# [Text passage]
"""

Your task is to train a classification model using a dataset containing various features related to loan data. The goal is to classify the status of the application (APPROVE/REJECT) based on the provided features.
The dataset (data.csv
) contains columns including applicant personal information and loan information.
Column description:
- loanApplied - Loan amount which applied by applicant
- financeAmount - Approved loan amount
- ela - Maximum loan amount which the applicant is eligible to loan based on his/her financial capability
- netSalary - Applicant net salary
- loanTenure - Loan tenure
- interestRate - Loan interest rate in percentage
- applicationStatus - final status decided by management team (APPROVED/REJECTED)
The target for this dataset is applicationStatus.
- Use any programming language or framework of your choice for model training.
- Preprocess the data and split the dataset into training and testing sets (e.g., 80% training, 20% testing).
- Train a classification model on the training set to predict the applicationStatus label.
- Evaluate the model on the testing set and report the performance metrics (e.g., accuracy, precision, recall, F1-score).

"""

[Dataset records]
"""

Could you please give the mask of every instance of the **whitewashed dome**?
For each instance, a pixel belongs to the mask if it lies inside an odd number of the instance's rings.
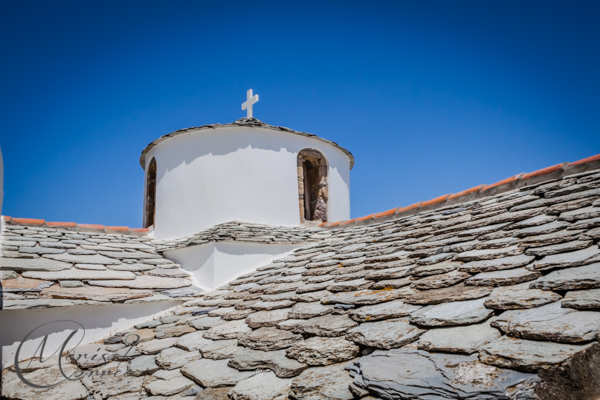
[[[298,226],[350,217],[352,154],[256,118],[169,133],[142,151],[140,164],[144,226],[156,238],[233,220]]]

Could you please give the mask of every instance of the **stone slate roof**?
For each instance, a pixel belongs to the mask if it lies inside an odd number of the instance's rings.
[[[142,154],[140,155],[140,165],[142,166],[143,169],[145,169],[146,168],[146,154],[148,154],[148,152],[150,150],[152,150],[155,146],[157,146],[159,143],[162,143],[165,140],[168,140],[169,138],[171,138],[173,136],[183,135],[183,134],[186,134],[188,132],[198,131],[198,130],[218,129],[218,128],[231,128],[231,127],[236,127],[236,126],[242,126],[242,127],[246,127],[246,128],[269,129],[269,130],[272,130],[272,131],[293,133],[293,134],[300,135],[300,136],[306,136],[306,137],[311,137],[311,138],[314,138],[314,139],[318,139],[318,140],[320,140],[322,142],[328,143],[328,144],[330,144],[330,145],[338,148],[344,154],[346,154],[346,156],[350,159],[350,169],[354,168],[354,156],[352,155],[352,153],[350,153],[349,150],[347,150],[344,147],[340,146],[336,142],[332,142],[331,140],[323,139],[323,138],[321,138],[321,137],[319,137],[317,135],[314,135],[312,133],[295,131],[293,129],[286,128],[284,126],[269,125],[269,124],[267,124],[265,122],[262,122],[261,120],[258,120],[256,118],[247,118],[247,117],[240,118],[237,121],[234,121],[234,122],[232,122],[230,124],[202,125],[202,126],[196,126],[196,127],[192,127],[192,128],[179,129],[179,130],[176,130],[175,132],[171,132],[171,133],[168,133],[166,135],[163,135],[163,136],[159,137],[158,139],[154,140],[153,142],[151,142],[148,146],[146,146],[146,148],[144,148],[144,150],[142,150]]]
[[[131,376],[35,392],[6,370],[3,395],[600,396],[600,169],[322,236],[71,354],[72,370]],[[34,365],[25,376],[52,373]]]

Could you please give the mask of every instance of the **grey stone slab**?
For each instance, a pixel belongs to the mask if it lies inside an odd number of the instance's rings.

"""

# [Required tasks]
A - Write out the part of the loan dataset description between "The dataset (data.csv" and "dataset is applicationStatus.", inclusive.
B - According to the loan dataset description, which column holds the approved loan amount?
C - Proceed with the loan dataset description, picking up after its final line.

# [Answers given]
A -
The dataset (data.csv
) contains columns including applicant personal information and loan information.
Column description:
- loanApplied - Loan amount which applied by applicant
- financeAmount - Approved loan amount
- ela - Maximum loan amount which the applicant is eligible to loan based on his/her financial capability
- netSalary - Applicant net salary
- loanTenure - Loan tenure
- interestRate - Loan interest rate in percentage
- applicationStatus - final status decided by management team (APPROVED/REJECTED)
The target for this dataset is applicationStatus.

B - financeAmount

C -
- Provide any necessary data preprocessing steps and explain your choice of model.
Please submit the following:
- A Jupyter notebook or script containing the code for data loading, preprocessing, model training, and evaluation.
- A brief explanation of your approach, including any insights gained from the data and the rationale behind your choice of model.
- Any additional comments or observations about the dataset or the task.
- requirements.txt
Your submission will be evaluated based on the following criteria:
- Clarity and organization of the code. (10%)
- Correctness of the model implementation. (50%)
- Accuracy and thoroughness of the model evaluation. (20%)
- Explanation of the approach and choice of model. (20%)